START Excerpted records

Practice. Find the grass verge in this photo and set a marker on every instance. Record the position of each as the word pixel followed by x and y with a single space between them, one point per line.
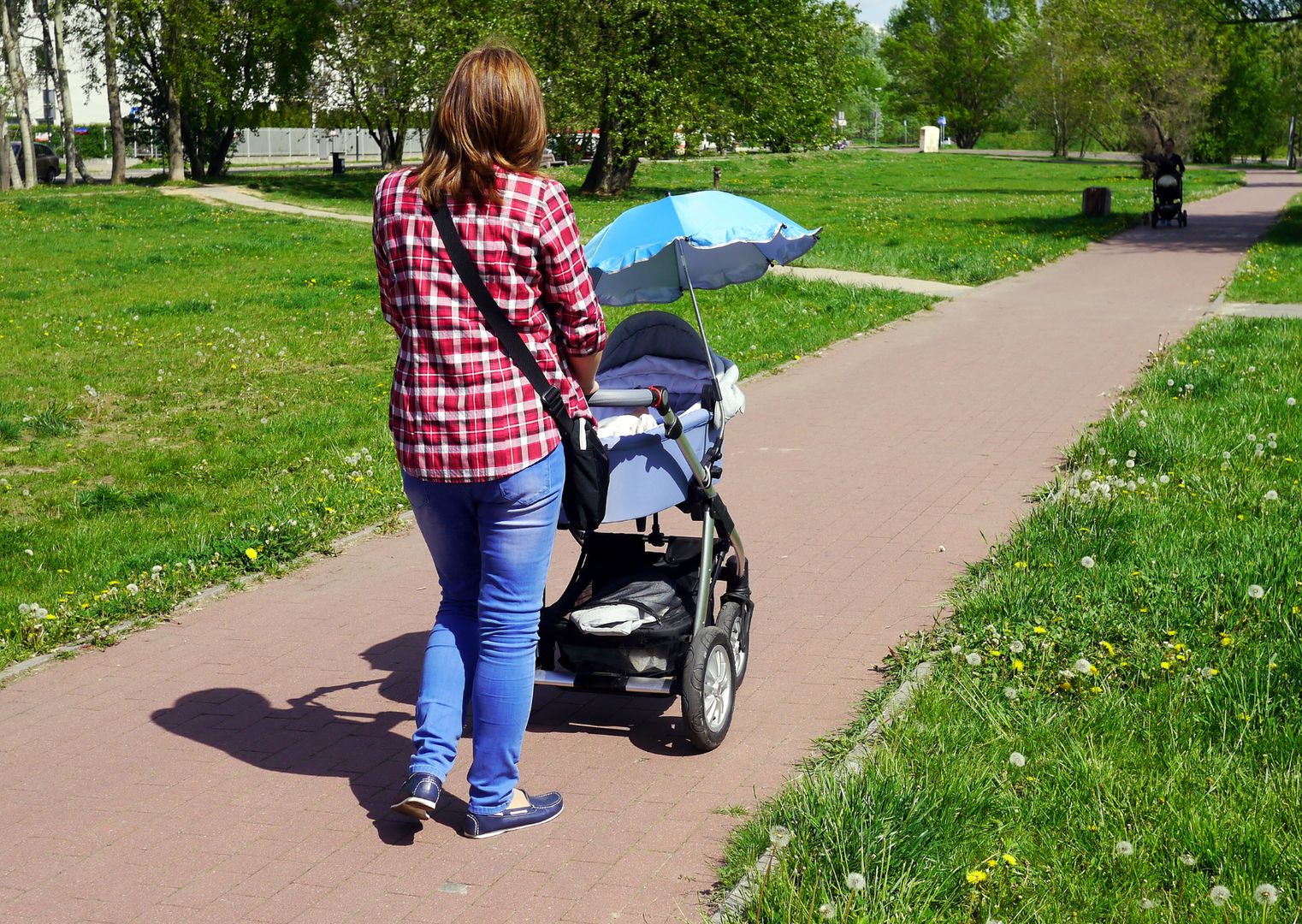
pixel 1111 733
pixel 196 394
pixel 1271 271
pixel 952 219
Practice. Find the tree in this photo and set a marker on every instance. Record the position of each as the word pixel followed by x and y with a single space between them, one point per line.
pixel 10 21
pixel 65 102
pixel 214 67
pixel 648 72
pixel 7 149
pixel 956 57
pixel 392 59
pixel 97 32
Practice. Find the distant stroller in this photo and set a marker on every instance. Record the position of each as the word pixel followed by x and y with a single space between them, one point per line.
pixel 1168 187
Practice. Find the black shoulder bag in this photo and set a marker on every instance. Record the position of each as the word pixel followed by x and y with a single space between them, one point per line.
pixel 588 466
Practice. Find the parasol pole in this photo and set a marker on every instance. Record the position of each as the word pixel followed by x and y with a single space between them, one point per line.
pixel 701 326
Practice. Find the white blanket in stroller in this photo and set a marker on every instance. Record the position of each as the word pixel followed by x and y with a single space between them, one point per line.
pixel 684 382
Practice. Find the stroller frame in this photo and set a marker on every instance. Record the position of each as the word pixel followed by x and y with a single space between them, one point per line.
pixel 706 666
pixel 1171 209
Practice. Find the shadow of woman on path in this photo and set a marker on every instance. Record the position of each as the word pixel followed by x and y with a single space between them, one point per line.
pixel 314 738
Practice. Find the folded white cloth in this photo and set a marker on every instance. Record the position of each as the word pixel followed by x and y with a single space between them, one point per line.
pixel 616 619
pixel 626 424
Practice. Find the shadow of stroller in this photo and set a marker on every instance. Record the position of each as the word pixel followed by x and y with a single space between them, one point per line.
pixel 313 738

END Excerpted records

# Problem to solve
Would you copy out the data exactly, leaving every picture out?

# Exercise result
Practice. Find the grass verge in this photo and set a marker on every instance. Record the position of each as the word pixel followed by x and y with a single space between them, one point per line.
pixel 1111 733
pixel 196 394
pixel 1271 271
pixel 952 219
Practice. Find the tree in this photo and set a marker on every instance. Record the position of each as the word pixel followed by x and y with a single space between them, one point per line.
pixel 10 21
pixel 65 102
pixel 214 67
pixel 648 72
pixel 7 149
pixel 956 57
pixel 392 59
pixel 97 32
Practice. Find the distant stroller in this photo and set a marker on every instance. Record the position of each as the word pixel followed by x and y with a single space between them, one point per line.
pixel 1168 187
Practice. Find the black shoulder bag in this photo and set a marker on every instance. Record the position of each as the word pixel followed by x and y with a single space between them, one point per line.
pixel 588 466
Practice. Find the parasol pole in this photo and set a marker on every instance. Record the position of each as the word pixel followed by x and y with a single space between them, one point per line.
pixel 701 326
Practice. Find the white blanket in stroller in this photo and set a marker on every instance. Record the position of each as the word pixel followed by x and y with a single space between them, one point per line.
pixel 684 382
Practice. Find the stroller frame in this photo and set a marker on every instance. Record the position of each as the word pixel followed by x and y with a single space between them, one point per line.
pixel 706 666
pixel 1171 209
Practice. Find the shadow of woman on path in this photo and set a marker on every instance. Record the position of each as the word pixel followed by x and y with a single space between them, one point per line.
pixel 314 738
Practice. Find the folded white cloth in this photo and set a marker on every instance. Record the position of each as the word pixel followed by x and y with a single space between them, one point per line.
pixel 616 619
pixel 626 424
Practice. Find the shadow of stroller in this photo and set a marker on every instance. Record the position of each as the word pixel followed by x and y with a single space between them, one point per line.
pixel 313 738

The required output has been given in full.